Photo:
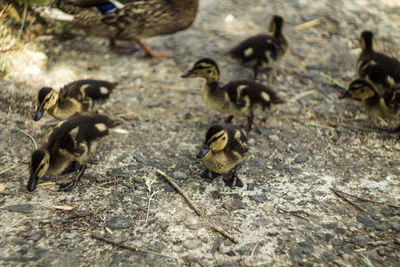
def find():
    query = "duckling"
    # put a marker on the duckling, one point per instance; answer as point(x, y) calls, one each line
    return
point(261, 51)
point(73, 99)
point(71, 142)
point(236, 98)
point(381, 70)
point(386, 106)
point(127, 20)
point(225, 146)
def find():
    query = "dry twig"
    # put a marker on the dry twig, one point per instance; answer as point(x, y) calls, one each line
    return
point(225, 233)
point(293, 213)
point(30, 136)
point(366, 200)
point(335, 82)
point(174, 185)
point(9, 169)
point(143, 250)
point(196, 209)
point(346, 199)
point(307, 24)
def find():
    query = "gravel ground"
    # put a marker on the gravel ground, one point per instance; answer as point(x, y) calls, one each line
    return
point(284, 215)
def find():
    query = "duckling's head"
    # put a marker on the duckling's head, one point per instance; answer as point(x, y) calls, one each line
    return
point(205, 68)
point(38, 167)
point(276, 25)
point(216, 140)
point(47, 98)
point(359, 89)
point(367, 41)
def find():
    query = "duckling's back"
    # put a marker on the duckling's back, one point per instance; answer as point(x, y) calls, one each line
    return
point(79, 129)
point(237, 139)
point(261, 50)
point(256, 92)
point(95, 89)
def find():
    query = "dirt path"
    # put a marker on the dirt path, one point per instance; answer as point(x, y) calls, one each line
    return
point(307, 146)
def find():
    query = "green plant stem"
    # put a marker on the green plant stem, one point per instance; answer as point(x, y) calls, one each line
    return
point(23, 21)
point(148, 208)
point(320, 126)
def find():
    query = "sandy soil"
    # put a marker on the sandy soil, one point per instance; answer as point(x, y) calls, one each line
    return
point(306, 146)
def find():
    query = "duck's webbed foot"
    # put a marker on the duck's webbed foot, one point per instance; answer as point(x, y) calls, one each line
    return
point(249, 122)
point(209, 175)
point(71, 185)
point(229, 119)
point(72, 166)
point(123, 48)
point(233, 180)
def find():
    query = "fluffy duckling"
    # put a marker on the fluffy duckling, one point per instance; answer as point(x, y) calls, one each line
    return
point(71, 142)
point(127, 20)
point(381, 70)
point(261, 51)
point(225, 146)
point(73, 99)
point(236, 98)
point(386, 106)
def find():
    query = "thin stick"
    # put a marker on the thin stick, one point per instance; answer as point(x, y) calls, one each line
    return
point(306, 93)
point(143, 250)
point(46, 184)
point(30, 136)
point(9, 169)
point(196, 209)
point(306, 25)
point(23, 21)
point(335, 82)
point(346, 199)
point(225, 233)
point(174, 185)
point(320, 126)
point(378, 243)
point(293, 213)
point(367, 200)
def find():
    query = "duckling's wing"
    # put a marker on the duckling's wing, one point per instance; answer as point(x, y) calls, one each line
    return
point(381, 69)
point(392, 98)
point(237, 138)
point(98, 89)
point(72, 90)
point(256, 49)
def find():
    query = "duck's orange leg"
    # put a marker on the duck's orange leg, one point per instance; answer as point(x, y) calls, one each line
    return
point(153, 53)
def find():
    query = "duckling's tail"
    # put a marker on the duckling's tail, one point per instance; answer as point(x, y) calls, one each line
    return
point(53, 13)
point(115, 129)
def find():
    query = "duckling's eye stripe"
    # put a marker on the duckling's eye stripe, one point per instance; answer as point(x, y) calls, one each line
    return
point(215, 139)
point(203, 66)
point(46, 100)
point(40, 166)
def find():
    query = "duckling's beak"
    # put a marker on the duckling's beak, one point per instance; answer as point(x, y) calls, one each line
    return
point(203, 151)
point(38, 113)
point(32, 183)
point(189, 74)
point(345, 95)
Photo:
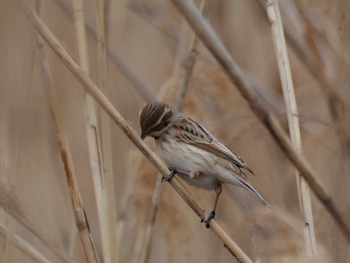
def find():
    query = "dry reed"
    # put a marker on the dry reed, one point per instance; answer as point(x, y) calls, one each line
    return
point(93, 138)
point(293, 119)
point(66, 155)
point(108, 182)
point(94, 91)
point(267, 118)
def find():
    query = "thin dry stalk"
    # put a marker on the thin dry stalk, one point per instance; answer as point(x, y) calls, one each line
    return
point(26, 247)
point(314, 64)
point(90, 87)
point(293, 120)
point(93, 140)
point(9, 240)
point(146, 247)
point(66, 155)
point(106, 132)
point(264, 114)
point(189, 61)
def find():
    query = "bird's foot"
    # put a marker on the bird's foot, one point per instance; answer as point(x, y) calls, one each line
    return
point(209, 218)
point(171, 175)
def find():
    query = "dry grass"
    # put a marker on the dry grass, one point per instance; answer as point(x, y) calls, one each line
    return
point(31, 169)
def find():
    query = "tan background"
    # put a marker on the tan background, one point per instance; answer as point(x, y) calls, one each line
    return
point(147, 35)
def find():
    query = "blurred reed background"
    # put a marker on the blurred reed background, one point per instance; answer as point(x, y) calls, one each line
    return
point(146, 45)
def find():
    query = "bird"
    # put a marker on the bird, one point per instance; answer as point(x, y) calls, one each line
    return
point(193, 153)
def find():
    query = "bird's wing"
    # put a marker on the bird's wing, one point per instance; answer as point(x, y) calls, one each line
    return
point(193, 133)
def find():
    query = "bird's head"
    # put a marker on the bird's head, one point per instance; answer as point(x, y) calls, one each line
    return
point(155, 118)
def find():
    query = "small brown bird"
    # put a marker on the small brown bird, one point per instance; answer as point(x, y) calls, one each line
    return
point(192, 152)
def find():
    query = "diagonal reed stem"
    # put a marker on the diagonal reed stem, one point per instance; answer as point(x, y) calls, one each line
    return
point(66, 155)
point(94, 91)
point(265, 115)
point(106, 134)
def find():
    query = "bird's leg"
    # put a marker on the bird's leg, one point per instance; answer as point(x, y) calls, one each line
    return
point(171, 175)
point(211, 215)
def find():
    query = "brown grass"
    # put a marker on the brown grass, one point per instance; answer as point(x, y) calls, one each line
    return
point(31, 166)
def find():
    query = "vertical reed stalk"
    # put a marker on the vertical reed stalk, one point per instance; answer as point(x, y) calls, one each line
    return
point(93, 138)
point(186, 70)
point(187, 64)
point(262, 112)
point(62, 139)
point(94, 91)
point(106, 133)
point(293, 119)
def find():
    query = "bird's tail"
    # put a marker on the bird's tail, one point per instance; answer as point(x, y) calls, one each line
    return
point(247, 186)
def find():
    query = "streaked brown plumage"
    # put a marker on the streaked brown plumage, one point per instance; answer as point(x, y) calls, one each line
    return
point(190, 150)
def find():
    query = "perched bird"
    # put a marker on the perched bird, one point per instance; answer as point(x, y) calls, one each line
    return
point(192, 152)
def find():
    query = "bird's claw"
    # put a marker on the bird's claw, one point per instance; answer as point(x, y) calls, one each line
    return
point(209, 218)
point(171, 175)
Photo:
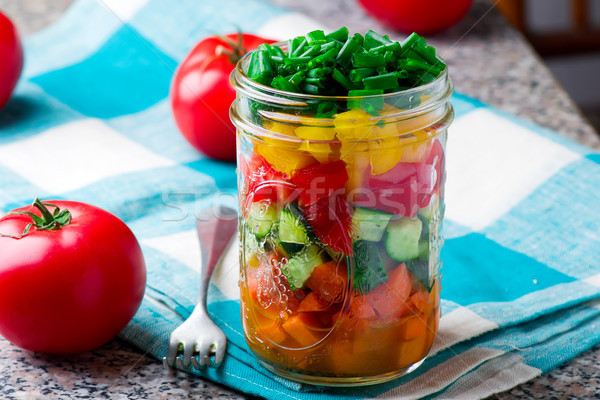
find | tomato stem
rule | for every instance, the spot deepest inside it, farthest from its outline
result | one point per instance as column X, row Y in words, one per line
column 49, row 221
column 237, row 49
==
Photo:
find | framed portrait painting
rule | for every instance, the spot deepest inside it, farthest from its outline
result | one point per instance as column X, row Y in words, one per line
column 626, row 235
* * *
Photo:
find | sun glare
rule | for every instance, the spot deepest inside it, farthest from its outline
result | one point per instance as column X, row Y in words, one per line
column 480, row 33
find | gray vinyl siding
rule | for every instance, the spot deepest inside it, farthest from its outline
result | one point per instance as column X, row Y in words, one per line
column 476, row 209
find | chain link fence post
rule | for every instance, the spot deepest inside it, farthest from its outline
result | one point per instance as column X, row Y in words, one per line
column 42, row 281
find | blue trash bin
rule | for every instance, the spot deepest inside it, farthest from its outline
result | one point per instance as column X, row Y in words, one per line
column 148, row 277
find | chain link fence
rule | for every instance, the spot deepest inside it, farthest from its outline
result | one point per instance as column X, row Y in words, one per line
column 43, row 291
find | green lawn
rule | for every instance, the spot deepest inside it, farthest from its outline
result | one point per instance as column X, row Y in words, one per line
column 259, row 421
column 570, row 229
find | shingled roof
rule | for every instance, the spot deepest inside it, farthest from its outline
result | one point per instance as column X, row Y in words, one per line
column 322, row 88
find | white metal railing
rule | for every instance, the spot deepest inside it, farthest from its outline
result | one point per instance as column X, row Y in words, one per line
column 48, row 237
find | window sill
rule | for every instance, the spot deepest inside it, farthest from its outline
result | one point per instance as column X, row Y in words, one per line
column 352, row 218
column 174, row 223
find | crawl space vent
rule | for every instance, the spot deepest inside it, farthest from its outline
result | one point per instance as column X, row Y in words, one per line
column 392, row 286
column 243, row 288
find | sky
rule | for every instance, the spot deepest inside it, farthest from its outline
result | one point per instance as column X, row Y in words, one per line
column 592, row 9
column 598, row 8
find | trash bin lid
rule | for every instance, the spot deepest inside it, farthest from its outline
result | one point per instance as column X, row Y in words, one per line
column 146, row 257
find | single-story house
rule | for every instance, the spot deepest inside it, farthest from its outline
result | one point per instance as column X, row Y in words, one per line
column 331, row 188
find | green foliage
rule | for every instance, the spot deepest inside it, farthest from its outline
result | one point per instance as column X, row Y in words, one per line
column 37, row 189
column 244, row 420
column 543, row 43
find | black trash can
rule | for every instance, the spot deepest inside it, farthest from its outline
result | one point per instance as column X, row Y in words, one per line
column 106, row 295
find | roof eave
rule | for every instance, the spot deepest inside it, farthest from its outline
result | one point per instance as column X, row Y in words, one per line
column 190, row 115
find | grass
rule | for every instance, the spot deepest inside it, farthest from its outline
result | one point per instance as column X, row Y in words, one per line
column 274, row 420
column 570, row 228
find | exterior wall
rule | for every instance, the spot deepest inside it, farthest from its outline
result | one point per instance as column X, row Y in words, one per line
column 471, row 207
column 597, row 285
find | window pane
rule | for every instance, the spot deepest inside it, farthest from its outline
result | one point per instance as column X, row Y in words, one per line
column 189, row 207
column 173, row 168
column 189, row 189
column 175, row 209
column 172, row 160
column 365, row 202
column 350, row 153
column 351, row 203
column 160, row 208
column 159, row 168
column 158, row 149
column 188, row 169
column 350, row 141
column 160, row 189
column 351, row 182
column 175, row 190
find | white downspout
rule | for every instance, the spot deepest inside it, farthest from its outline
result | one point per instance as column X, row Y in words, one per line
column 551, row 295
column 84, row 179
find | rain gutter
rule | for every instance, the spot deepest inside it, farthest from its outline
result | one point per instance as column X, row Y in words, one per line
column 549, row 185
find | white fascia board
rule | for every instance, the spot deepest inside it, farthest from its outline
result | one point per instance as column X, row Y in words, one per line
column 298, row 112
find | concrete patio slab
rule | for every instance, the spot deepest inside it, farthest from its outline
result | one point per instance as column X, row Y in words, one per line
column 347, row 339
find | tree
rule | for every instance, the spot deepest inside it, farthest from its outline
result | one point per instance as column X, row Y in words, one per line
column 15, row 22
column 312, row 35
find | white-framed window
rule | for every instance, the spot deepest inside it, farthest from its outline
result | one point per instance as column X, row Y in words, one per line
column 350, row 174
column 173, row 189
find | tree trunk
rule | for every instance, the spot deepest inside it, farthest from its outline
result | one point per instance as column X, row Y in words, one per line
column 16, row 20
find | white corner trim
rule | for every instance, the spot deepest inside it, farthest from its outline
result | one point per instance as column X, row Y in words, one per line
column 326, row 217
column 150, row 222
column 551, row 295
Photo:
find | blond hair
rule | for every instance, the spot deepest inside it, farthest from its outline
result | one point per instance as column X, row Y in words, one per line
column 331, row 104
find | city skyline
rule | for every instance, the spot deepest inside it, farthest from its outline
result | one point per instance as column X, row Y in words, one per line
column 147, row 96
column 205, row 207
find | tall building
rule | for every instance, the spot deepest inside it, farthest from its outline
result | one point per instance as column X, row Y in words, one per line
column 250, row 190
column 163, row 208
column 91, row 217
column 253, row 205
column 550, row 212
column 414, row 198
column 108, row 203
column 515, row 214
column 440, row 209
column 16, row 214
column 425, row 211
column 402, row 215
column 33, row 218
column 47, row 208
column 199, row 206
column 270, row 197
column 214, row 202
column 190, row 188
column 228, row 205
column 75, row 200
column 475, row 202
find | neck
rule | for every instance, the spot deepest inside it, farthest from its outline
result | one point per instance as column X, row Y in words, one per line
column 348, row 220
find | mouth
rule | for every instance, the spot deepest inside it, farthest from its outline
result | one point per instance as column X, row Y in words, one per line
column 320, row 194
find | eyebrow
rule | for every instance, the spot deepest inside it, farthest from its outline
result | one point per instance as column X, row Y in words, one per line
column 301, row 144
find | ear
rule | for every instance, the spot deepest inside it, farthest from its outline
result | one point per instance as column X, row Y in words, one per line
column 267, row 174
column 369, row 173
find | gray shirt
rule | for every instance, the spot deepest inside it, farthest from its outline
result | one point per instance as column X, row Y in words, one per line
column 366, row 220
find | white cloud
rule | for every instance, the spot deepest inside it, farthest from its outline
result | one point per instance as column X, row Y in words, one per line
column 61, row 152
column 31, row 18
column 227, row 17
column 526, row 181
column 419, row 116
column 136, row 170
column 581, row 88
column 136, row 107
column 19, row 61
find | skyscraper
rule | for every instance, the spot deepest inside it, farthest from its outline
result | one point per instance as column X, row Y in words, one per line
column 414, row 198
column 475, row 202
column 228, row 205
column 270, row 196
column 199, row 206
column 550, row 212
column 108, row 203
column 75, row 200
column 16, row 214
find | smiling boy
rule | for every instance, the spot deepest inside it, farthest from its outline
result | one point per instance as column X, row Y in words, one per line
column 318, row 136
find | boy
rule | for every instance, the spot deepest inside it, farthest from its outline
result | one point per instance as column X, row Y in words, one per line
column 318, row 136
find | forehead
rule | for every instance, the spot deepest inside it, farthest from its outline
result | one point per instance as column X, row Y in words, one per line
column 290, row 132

(About this task) From the records above, give again exactly the lines running from the line with "find | white downspout" to the line with "find | white-framed window", inclusive.

(Result of this exercise)
find | white downspout
rule | for every instance, the spot deepest inside it, farthest from its outline
result | one point per instance as column X, row Y in words, one per line
column 551, row 295
column 84, row 179
find | rain gutter
rule | for every instance, the spot deepest inside it, farthest from its outline
result | one point per instance as column X, row Y in words, one per line
column 549, row 185
find | white fascia board
rule | for every instance, the spot deepest inside it, farthest from its outline
result | one point per instance as column X, row Y in words, one per line
column 298, row 112
find | concrete patio slab
rule | for every instance, the spot deepest inside it, farthest from its outline
result | one point per instance as column X, row Y in words, one per line
column 347, row 339
find | tree
rule | for every instance, the spot deepest inside it, farthest from its outline
result | one point per instance as column X, row Y in words, one per line
column 15, row 22
column 312, row 35
find | white-framed window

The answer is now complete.